▶ **Set exercise**
Reproduce these lines verbatim, starting with the line that contains "of the stem" and continuing through the final line.
━━━━━ Provided material
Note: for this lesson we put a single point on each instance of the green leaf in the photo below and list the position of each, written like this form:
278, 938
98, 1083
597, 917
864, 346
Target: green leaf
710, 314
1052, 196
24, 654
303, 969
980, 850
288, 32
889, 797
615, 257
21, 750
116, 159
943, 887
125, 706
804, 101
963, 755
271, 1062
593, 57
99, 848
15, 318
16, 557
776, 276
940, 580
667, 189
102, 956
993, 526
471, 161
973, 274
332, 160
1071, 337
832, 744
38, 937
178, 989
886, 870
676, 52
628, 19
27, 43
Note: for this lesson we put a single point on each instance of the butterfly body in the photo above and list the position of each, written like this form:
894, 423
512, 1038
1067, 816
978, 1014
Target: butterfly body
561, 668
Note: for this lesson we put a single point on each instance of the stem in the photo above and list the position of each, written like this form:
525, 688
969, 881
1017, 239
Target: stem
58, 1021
━━━━━━━━━━
▶ **Problem solution**
Note: for this lesson we put a single point on each instance of the stem in the photo above and list the position of each, written like this form:
525, 688
969, 881
1017, 239
Target: stem
58, 1021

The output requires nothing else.